What you need to do:
a. Summarize the forum thread on the square tube simulation in three sentences.
b. Reproduce the part of the forum thread starting at "They Reynolds number" and ending at "about flat plates.".

Passage:
▽

Learning Forum

[MarkA]

Dear all,

During a simulation of a 3D tube with square cross-section using two different viscous models in steady state I noticed a big difference in the resulting centerline velocity. Please see the below images, which show the solution to the problem for different mesh sizes (resulting from a mesh convergence study).

[Kalyan Goparaju]

Hello,
The developing boundary layer is effectively a flat-plate kind until it becomes fully developed. If you calculated Re based on the entrance length, the value (~200,000) is less than the transition Re for the flat plate. So, effectively, high-Re models are being used to model a low-Re flow, which they are not designed to do, and its probably just fortuitous that one of the models is doing less of a bad job than the other model. One possible solution is to employ a transition turbulence model. Please do consider the mesh resolution requirements for transition modeling before embarking on that route.
Thanks Kalyan

[MarkA]

They Reynolds number I calculated was based on the hydraulic diameter of the tube (Dh = 1 mm).
I think I understand your point about the square cross-section resembling flat plates. My interpretation is that the tube consists of 4 flat plates as long as the viscous boundary layers do not interfere with each other / do not overlap. To this end I have used Blasius' approximation to determine at what position x along the length of the tube the viscous boundary layer becomes larger than the distance between opposing plates, which in this case is the channel height/width (actually half of that, but this does not change the argument). In the top figure below, we can see that a transition from laminar to turbulent (Re ~ 5e5) around 50 mm, which is the length of the tube, hence the setup of the current simulation is indeed about flat plates.

△

Data listing:
▽

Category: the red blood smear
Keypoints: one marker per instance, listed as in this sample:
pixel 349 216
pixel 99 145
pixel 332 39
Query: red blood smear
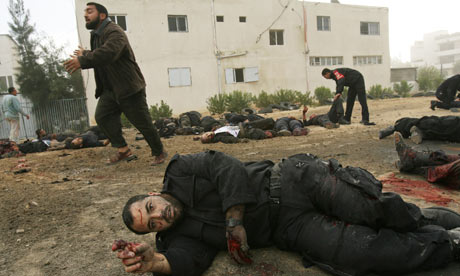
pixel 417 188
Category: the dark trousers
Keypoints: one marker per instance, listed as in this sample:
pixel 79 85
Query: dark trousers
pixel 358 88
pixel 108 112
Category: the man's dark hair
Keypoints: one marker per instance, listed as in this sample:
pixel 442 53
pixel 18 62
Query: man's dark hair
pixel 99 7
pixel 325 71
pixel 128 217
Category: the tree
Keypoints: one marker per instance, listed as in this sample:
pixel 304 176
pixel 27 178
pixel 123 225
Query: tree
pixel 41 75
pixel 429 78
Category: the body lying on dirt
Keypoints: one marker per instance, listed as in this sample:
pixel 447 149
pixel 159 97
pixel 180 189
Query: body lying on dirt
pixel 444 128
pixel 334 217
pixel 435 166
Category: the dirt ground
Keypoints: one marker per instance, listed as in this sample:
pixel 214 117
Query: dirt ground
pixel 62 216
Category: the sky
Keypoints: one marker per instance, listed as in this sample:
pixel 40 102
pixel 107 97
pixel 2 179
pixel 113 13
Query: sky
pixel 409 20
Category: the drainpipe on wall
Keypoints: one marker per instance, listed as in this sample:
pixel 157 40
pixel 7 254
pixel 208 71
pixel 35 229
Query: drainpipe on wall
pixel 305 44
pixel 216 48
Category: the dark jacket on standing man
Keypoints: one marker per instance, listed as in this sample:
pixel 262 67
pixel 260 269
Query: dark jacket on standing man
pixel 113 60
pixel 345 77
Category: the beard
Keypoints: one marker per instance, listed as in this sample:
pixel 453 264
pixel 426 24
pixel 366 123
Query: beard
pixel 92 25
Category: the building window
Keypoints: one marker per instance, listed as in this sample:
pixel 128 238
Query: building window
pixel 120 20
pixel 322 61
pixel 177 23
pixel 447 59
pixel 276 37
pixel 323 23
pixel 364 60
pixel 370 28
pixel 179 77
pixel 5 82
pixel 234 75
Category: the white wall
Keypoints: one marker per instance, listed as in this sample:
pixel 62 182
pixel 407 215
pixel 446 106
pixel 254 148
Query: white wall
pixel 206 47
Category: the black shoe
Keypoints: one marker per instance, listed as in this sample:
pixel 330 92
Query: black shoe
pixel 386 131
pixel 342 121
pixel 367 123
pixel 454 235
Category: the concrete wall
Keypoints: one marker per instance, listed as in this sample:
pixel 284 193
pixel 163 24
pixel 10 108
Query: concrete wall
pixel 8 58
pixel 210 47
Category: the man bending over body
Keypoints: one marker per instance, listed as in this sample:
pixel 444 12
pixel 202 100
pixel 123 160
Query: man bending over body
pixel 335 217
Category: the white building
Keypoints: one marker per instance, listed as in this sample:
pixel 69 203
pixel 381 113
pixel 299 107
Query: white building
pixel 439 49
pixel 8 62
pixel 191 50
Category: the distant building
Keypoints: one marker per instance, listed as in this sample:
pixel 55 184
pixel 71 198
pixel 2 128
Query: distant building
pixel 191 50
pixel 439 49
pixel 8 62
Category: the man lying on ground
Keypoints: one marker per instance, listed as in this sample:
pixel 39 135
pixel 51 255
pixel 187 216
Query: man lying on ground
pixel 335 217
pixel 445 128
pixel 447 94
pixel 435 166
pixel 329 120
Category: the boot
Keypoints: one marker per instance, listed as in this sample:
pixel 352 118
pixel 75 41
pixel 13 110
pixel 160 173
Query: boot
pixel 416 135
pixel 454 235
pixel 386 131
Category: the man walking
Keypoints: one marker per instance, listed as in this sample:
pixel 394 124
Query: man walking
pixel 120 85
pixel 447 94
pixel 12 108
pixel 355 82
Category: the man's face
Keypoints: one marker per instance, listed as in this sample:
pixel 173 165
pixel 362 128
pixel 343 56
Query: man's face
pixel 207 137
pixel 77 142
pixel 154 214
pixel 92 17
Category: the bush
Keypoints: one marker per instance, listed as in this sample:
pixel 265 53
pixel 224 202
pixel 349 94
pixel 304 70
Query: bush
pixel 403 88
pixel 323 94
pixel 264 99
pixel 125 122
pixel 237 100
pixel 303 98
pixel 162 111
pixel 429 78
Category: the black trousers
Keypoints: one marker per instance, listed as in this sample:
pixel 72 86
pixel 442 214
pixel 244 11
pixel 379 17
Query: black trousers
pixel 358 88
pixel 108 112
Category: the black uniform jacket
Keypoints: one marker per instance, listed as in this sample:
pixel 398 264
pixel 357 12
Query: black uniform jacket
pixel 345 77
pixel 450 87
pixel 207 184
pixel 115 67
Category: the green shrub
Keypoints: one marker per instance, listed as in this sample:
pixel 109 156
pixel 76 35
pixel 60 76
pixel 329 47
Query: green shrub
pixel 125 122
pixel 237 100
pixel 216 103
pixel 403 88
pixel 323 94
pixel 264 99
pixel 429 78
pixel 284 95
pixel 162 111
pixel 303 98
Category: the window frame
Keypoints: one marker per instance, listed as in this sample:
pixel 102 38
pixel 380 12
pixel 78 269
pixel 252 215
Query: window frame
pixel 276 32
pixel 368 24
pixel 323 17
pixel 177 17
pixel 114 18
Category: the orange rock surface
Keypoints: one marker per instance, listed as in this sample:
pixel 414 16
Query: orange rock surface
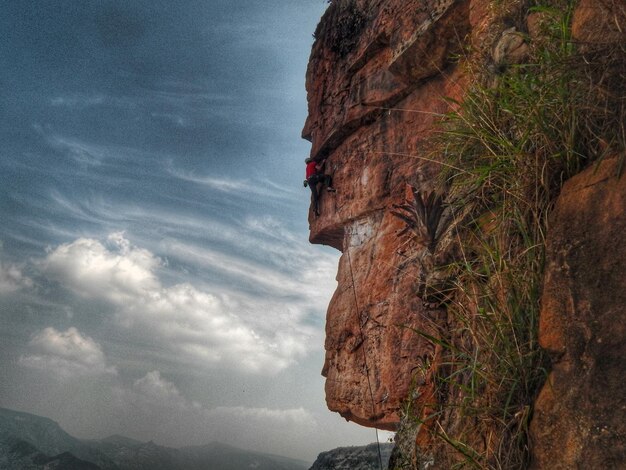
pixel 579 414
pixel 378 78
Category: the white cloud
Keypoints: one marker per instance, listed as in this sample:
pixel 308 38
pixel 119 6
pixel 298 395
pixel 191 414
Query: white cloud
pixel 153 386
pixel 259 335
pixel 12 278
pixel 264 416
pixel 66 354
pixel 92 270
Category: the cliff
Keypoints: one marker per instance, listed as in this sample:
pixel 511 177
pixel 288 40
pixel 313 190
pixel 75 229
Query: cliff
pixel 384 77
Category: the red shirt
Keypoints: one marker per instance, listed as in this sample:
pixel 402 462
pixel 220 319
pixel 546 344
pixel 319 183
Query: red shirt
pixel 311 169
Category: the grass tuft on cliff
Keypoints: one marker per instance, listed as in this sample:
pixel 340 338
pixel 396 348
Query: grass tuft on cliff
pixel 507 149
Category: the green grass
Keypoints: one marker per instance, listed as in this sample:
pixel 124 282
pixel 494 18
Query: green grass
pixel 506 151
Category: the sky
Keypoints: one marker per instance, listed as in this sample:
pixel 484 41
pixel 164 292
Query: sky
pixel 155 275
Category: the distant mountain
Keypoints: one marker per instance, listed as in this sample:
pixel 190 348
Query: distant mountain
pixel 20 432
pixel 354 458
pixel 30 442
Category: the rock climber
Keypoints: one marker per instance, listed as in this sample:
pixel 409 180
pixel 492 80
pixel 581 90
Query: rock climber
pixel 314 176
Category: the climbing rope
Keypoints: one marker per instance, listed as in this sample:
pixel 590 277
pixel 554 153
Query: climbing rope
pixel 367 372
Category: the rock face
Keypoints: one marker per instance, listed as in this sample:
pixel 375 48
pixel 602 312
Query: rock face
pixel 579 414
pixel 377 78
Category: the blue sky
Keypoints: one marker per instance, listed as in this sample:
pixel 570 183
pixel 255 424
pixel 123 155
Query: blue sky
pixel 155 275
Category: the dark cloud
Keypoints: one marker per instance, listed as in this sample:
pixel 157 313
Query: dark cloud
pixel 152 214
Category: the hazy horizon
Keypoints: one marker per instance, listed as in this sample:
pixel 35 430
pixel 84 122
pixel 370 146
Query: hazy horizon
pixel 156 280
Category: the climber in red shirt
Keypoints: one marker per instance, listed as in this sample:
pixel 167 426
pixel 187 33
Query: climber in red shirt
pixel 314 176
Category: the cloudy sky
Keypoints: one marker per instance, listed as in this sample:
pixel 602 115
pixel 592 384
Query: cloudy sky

△

Outputs by task:
a. While simulating a steady-state 3D tube with a square cross-section using two different viscous models, MarkA noticed a big difference in the resulting centerline velocity. Kalyan Goparaju replied that the developing boundary layer behaves like a flat-plate one and that, with a Reynolds number based on entrance length below the flat-plate transition value, high-Re models are being used on a low-Re flow, and suggested a transition turbulence model. MarkA answered that his Reynolds number was based on the 1 mm hydraulic diameter, and that a Blasius estimate shows the setup is indeed about flat plates.

b.
They Reynolds number I calculated was based on the hydraulic diameter of the tube (Dh = 1 mm).
I think I understand your point about the square cross-section resembling flat plates. My interpretation is that the tube consists of 4 flat plates as long as the viscous boundary layers do not interfere with each other / do not overlap. To this end I have used Blasius' approximation to determine at what position x along the length of the tube the viscous boundary layer becomes larger than the distance between opposing plates, which in this case is the channel height/width (actually half of that, but this does not change the argument). In the top figure below, we can see that a transition from laminar to turbulent (Re ~ 5e5) around 50 mm, which is the length of the tube, hence the setup of the current simulation is indeed about flat plates.